- **Task statement**:
Print every line of the material below exactly as it stands, but omit the pictures.

(Data listing Opens)

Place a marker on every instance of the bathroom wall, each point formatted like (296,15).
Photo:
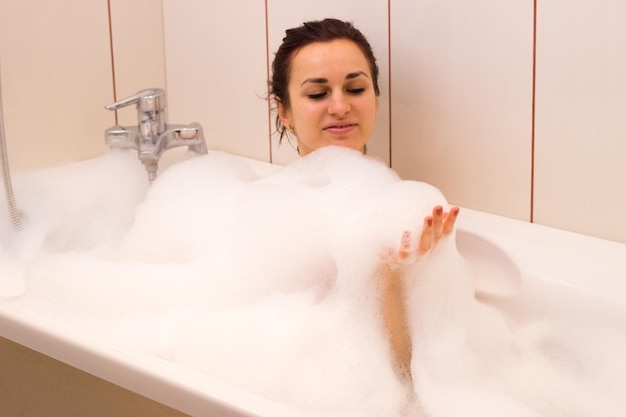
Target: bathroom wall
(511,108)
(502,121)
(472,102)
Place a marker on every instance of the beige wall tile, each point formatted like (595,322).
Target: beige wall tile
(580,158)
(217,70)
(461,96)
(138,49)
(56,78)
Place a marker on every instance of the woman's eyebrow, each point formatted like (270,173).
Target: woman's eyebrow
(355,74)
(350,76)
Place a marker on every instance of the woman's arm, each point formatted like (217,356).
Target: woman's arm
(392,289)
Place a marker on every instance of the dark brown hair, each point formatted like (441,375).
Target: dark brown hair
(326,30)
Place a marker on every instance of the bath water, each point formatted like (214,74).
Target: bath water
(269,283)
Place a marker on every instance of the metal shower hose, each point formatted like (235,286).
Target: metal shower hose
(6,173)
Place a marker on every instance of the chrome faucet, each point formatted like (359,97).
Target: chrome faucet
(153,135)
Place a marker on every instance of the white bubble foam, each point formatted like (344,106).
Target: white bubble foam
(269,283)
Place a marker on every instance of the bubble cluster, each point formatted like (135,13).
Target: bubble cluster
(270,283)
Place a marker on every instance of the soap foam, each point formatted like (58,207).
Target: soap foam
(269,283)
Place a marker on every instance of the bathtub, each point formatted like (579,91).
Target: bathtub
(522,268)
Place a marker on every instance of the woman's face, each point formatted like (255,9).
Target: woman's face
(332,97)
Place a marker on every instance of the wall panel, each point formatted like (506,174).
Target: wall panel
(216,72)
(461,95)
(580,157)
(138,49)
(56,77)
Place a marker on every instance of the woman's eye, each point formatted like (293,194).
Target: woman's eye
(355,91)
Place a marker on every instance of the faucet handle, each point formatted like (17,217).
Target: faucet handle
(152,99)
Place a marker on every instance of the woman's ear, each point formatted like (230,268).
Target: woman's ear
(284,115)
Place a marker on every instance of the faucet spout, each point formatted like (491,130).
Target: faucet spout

(Data listing Closes)

- **Response to the task**:
Place a marker on every instance of the bathroom wall, each point formatted like (296,15).
Photo:
Target: bathroom wall
(511,108)
(502,121)
(472,102)
Place a marker on every instance of the beige wall tile, each point formatted like (595,322).
Target: beige wall tile
(580,158)
(217,70)
(461,96)
(138,49)
(56,78)
Place a marker on every instance of the woman's eyebrow, each point formatted like (270,173).
Target: woman's eyebrow
(355,74)
(350,76)
Place a marker on every instance of the woman's arm, each point formatted like (217,356).
Target: woman's arm
(392,289)
Place a marker on every instance of the dark brown hair, each point formatted like (441,375).
Target: dark brown hair
(326,30)
Place a marker on every instance of the bath water, each point formatted like (214,74).
Target: bath water
(269,283)
Place a marker on every instance of the metal shower hose, each point formatted like (235,286).
Target: metal shower hose
(6,173)
Place a marker on every instance of the chrome faucet, each point formatted like (359,97).
Target: chrome faucet
(153,135)
Place a marker on every instance of the white bubble foam, each point formatted like (344,106).
Target: white bubble foam
(269,283)
Place a marker on every instance of the bubble cluster, each point formatted like (135,13).
Target: bubble cluster
(270,283)
Place a marker on every instance of the soap foam, each point formatted like (58,207).
Target: soap foam
(269,283)
Place a marker on every instance of the bathtub, each point formatted like (579,91).
Target: bathtub
(522,268)
Place a marker on every instance of the woman's face, each point formatted like (255,9).
Target: woman's face
(332,97)
Place a marker on every instance of the wall panel, each point formatted like (506,174).
Target: wall panel
(216,72)
(461,95)
(580,157)
(138,49)
(56,77)
Place a marker on every instance of the woman's eye, each point formatted like (293,194).
Target: woman's eye
(355,91)
Place a marker on every instance of the faucet handle, each point formatted like (17,217).
Target: faucet handle
(152,99)
Place a marker on every instance of the woman's ear, each point formatted like (230,268).
Target: woman's ear
(284,115)
Place a marker on every instance of the faucet spout, each point formatted like (491,130).
Target: faucet spout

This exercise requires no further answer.